* _Instruction_: Select and copy each line below that contains the word "polo", matching its case exactly.

* _Data shown_:
★ ★ ★ ★ ★

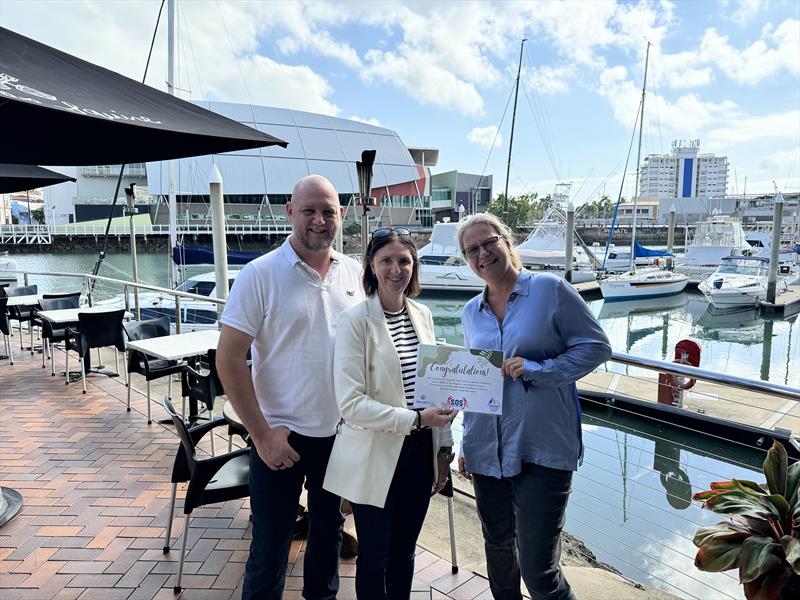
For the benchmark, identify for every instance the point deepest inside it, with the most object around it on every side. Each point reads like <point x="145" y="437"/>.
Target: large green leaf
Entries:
<point x="776" y="467"/>
<point x="735" y="502"/>
<point x="719" y="555"/>
<point x="725" y="530"/>
<point x="756" y="525"/>
<point x="791" y="548"/>
<point x="769" y="586"/>
<point x="793" y="484"/>
<point x="759" y="555"/>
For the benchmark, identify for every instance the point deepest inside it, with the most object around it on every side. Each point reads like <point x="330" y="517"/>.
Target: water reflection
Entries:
<point x="632" y="498"/>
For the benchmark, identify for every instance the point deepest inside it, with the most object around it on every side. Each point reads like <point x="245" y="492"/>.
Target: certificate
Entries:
<point x="465" y="379"/>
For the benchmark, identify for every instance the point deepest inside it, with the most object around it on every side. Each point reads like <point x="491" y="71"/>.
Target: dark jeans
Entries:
<point x="387" y="537"/>
<point x="274" y="496"/>
<point x="522" y="518"/>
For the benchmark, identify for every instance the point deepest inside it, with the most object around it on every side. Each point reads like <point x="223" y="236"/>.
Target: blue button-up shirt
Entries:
<point x="549" y="325"/>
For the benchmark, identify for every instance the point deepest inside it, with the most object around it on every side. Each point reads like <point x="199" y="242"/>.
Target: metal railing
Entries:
<point x="14" y="234"/>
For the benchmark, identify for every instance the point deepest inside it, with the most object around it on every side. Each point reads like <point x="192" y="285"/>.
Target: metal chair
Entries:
<point x="95" y="330"/>
<point x="215" y="479"/>
<point x="21" y="314"/>
<point x="151" y="368"/>
<point x="50" y="334"/>
<point x="5" y="328"/>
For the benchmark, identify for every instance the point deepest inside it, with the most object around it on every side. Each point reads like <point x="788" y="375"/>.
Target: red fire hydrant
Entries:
<point x="671" y="388"/>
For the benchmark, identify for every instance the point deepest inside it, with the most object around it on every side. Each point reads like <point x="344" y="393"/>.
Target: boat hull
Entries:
<point x="628" y="287"/>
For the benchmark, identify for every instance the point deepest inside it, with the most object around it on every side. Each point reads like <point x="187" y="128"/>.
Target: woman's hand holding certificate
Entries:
<point x="458" y="378"/>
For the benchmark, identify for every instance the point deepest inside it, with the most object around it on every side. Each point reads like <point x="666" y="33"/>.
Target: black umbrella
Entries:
<point x="18" y="178"/>
<point x="56" y="109"/>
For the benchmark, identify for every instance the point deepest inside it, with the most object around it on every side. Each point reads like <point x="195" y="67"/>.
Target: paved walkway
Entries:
<point x="95" y="483"/>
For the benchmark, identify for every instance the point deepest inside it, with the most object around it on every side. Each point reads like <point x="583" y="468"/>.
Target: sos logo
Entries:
<point x="457" y="403"/>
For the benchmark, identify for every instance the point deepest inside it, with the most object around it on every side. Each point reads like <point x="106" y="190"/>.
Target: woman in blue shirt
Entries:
<point x="521" y="462"/>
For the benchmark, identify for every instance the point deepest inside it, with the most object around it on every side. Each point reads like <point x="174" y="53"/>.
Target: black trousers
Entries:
<point x="522" y="518"/>
<point x="387" y="537"/>
<point x="273" y="502"/>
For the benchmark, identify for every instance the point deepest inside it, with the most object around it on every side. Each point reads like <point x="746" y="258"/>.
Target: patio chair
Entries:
<point x="21" y="314"/>
<point x="95" y="330"/>
<point x="215" y="479"/>
<point x="202" y="388"/>
<point x="148" y="366"/>
<point x="5" y="328"/>
<point x="51" y="335"/>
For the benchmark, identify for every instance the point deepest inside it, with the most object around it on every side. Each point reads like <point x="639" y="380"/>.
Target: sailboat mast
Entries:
<point x="511" y="139"/>
<point x="638" y="162"/>
<point x="173" y="204"/>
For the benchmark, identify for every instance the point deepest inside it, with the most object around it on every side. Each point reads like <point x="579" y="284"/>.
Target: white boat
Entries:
<point x="441" y="266"/>
<point x="7" y="276"/>
<point x="643" y="283"/>
<point x="545" y="247"/>
<point x="648" y="282"/>
<point x="631" y="308"/>
<point x="714" y="239"/>
<point x="195" y="314"/>
<point x="739" y="281"/>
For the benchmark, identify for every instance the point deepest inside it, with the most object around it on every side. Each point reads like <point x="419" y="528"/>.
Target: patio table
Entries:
<point x="181" y="346"/>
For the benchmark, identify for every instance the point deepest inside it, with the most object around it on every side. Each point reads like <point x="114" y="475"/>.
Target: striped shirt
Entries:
<point x="406" y="343"/>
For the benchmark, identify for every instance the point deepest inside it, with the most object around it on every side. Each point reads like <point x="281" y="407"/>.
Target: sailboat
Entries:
<point x="648" y="282"/>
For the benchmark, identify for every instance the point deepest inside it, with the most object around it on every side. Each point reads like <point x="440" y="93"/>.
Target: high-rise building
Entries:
<point x="684" y="173"/>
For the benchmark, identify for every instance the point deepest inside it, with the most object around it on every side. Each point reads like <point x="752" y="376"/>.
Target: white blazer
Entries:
<point x="369" y="391"/>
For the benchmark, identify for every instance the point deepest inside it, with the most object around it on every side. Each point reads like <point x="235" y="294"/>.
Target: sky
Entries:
<point x="442" y="74"/>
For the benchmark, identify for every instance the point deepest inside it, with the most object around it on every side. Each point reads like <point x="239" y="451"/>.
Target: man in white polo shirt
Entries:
<point x="285" y="305"/>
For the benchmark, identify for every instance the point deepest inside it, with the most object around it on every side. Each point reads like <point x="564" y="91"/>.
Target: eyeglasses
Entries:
<point x="487" y="244"/>
<point x="384" y="231"/>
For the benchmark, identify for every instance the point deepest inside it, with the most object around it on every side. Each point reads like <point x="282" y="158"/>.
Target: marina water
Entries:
<point x="630" y="501"/>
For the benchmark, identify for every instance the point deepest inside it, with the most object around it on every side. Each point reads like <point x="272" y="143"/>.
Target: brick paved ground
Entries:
<point x="95" y="483"/>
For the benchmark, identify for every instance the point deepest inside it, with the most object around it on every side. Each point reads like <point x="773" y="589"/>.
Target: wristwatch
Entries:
<point x="446" y="453"/>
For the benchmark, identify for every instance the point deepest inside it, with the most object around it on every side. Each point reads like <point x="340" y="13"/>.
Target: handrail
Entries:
<point x="125" y="283"/>
<point x="752" y="385"/>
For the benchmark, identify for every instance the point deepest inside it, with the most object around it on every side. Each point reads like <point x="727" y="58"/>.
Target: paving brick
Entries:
<point x="96" y="486"/>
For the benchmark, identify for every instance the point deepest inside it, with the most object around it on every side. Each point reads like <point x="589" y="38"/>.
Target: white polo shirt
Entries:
<point x="291" y="312"/>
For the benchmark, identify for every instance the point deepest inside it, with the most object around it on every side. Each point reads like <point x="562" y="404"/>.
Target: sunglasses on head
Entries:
<point x="384" y="231"/>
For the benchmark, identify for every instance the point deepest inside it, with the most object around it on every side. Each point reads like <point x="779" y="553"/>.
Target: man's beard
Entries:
<point x="315" y="245"/>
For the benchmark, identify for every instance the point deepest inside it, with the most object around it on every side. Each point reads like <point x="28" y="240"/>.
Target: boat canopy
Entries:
<point x="640" y="251"/>
<point x="203" y="255"/>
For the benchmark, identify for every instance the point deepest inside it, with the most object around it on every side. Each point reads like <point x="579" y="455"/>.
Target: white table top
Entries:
<point x="29" y="300"/>
<point x="176" y="347"/>
<point x="70" y="315"/>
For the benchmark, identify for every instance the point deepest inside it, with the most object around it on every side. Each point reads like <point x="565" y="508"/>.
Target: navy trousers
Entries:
<point x="522" y="518"/>
<point x="274" y="496"/>
<point x="387" y="537"/>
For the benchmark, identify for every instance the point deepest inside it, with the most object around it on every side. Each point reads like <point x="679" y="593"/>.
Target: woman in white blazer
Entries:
<point x="388" y="459"/>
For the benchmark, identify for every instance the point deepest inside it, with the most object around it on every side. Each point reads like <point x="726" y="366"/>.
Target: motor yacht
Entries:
<point x="739" y="281"/>
<point x="715" y="238"/>
<point x="8" y="269"/>
<point x="195" y="314"/>
<point x="441" y="266"/>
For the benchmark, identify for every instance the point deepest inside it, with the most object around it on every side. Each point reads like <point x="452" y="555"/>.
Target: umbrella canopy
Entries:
<point x="18" y="178"/>
<point x="56" y="109"/>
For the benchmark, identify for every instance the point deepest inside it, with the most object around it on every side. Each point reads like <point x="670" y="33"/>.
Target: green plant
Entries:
<point x="762" y="537"/>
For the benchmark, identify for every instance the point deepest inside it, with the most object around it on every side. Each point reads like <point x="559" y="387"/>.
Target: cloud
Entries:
<point x="488" y="136"/>
<point x="745" y="129"/>
<point x="369" y="121"/>
<point x="550" y="80"/>
<point x="745" y="11"/>
<point x="781" y="161"/>
<point x="776" y="51"/>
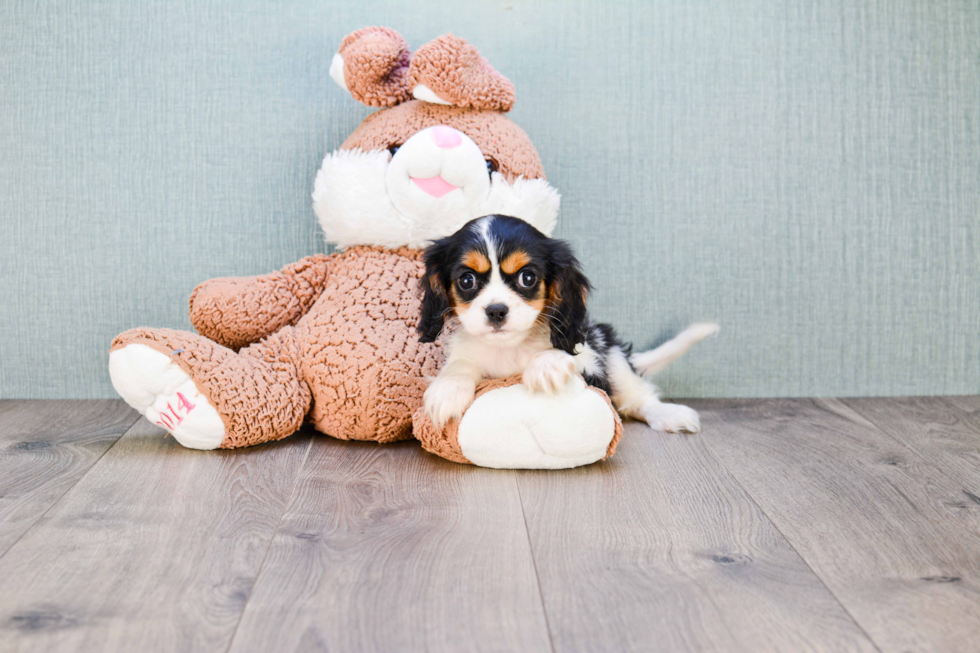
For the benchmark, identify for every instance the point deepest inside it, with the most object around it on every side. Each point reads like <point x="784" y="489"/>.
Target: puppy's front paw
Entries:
<point x="549" y="371"/>
<point x="672" y="418"/>
<point x="447" y="398"/>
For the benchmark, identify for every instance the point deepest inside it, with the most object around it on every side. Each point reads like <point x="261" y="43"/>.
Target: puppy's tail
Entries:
<point x="655" y="360"/>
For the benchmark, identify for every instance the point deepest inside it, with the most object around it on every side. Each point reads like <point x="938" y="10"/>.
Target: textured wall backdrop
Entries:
<point x="805" y="172"/>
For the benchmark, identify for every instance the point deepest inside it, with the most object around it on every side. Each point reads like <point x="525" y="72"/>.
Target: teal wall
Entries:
<point x="807" y="173"/>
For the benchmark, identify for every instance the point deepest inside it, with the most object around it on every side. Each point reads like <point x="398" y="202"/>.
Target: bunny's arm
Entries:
<point x="237" y="311"/>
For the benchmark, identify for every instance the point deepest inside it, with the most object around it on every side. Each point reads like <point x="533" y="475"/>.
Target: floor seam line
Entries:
<point x="789" y="542"/>
<point x="534" y="562"/>
<point x="272" y="541"/>
<point x="925" y="459"/>
<point x="72" y="486"/>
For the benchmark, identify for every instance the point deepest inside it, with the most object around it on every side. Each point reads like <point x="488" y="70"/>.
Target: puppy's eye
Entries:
<point x="467" y="281"/>
<point x="527" y="279"/>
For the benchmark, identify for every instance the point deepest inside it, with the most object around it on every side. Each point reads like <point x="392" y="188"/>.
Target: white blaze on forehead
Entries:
<point x="491" y="248"/>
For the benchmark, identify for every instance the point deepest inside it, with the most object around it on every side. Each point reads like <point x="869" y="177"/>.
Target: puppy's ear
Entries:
<point x="432" y="286"/>
<point x="568" y="290"/>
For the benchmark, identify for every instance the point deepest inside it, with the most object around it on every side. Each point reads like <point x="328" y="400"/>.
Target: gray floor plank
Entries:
<point x="156" y="548"/>
<point x="937" y="429"/>
<point x="45" y="447"/>
<point x="659" y="549"/>
<point x="880" y="525"/>
<point x="387" y="548"/>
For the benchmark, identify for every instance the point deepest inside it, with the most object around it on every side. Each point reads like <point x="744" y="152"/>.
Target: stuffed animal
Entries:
<point x="331" y="340"/>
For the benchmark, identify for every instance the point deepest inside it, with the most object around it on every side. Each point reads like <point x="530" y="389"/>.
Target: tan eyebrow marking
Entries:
<point x="514" y="262"/>
<point x="476" y="261"/>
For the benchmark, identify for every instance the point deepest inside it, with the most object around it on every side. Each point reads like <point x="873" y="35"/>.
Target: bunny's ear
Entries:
<point x="450" y="71"/>
<point x="372" y="65"/>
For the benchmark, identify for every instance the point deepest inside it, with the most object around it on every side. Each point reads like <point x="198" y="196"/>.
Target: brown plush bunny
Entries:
<point x="331" y="340"/>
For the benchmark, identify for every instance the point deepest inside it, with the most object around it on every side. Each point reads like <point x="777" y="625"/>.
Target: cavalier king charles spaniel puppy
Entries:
<point x="518" y="301"/>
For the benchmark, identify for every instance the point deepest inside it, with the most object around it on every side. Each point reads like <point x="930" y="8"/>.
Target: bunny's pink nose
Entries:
<point x="446" y="137"/>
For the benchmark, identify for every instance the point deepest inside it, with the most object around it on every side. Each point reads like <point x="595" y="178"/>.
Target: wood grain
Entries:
<point x="659" y="549"/>
<point x="885" y="530"/>
<point x="937" y="429"/>
<point x="387" y="548"/>
<point x="156" y="548"/>
<point x="45" y="447"/>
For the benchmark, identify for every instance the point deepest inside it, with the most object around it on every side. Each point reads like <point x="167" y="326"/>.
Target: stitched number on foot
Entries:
<point x="175" y="417"/>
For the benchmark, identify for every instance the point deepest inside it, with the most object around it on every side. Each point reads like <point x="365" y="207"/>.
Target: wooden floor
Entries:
<point x="789" y="525"/>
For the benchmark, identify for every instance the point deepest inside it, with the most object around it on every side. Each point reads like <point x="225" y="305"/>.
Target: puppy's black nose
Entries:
<point x="496" y="314"/>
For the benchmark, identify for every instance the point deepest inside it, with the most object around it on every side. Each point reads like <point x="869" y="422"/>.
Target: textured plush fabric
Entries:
<point x="499" y="138"/>
<point x="352" y="365"/>
<point x="237" y="311"/>
<point x="376" y="61"/>
<point x="804" y="173"/>
<point x="455" y="71"/>
<point x="257" y="391"/>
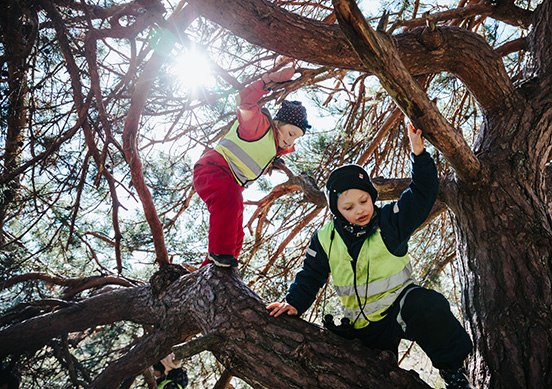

★ ★ ★ ★ ★

* _Exercise answer_:
Target: man in white polo shirt
Target: white polo shirt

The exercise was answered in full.